EXTRACTED DATA |
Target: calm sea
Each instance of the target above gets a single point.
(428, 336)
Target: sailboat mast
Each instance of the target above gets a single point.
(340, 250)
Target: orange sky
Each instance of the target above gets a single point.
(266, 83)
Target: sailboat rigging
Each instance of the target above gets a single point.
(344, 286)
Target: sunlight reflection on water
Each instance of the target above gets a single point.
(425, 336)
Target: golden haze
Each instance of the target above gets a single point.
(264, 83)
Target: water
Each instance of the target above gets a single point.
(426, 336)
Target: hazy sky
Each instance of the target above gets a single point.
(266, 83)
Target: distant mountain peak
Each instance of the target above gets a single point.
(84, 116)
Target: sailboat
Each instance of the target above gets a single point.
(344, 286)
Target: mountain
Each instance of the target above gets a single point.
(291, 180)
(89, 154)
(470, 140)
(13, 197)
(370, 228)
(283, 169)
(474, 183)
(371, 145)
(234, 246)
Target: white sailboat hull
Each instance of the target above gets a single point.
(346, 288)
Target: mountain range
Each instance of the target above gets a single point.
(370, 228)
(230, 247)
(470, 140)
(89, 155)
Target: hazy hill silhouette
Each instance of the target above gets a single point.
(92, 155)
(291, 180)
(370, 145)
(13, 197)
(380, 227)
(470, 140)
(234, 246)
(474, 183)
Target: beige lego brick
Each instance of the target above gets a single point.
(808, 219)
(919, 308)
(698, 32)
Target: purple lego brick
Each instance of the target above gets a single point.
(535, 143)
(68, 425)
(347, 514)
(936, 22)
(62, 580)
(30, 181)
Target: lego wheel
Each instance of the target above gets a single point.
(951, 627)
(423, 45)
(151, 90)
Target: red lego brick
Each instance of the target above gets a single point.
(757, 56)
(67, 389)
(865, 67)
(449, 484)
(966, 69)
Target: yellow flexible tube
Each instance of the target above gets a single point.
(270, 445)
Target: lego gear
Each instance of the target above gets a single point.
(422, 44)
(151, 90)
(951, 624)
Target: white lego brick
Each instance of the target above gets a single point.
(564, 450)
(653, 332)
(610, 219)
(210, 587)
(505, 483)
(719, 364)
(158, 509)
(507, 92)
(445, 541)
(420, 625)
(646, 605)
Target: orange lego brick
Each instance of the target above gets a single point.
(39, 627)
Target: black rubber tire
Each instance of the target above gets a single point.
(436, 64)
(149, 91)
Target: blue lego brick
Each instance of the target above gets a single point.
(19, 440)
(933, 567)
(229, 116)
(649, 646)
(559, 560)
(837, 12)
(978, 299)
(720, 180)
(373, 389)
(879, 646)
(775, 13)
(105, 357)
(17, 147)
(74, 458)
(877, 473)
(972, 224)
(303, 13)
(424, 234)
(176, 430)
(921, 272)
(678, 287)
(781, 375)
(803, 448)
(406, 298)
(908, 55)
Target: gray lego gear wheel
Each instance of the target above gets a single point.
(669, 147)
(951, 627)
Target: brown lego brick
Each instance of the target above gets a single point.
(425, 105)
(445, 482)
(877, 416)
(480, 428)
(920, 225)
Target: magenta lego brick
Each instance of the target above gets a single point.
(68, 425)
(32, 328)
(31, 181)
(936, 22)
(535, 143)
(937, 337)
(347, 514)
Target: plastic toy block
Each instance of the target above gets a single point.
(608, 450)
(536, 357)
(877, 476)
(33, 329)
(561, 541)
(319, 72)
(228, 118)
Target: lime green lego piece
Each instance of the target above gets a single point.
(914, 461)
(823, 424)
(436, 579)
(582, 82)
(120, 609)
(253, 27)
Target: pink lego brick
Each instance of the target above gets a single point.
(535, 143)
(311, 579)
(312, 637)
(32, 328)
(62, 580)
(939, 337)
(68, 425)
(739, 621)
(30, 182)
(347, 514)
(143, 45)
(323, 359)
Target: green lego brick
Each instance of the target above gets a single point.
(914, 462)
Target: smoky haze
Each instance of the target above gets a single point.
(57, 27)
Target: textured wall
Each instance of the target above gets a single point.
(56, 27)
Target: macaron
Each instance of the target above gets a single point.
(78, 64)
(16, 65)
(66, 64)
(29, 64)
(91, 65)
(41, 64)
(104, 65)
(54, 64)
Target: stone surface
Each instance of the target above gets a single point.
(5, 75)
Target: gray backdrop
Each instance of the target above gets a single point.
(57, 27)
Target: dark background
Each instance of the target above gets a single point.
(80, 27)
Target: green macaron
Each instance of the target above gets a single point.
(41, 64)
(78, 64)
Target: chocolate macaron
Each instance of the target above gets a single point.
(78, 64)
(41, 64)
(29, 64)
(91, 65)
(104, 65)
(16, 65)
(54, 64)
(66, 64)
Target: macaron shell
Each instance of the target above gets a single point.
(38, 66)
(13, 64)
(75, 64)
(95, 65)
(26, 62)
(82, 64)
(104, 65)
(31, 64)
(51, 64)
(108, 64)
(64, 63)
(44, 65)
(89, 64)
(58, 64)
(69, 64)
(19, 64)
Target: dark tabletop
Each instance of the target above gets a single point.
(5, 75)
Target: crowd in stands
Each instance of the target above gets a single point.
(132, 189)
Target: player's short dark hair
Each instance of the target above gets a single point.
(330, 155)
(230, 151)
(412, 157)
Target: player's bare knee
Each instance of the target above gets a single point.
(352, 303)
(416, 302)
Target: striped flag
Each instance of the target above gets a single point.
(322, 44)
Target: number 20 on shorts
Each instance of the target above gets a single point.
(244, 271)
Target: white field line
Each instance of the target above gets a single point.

TASK DIRECTIONS | Within the material above, output exactly the lines from the one with "Target: dark tabletop" through the one with "Target: player's short dark hair", end lines included, and nothing besides.

YOUR SOLUTION |
Target: dark tabletop
Each instance of the target above gets a single point.
(5, 75)
Target: crowd in stands
Each instance of the target above gets a single point.
(132, 189)
Target: player's short dark hair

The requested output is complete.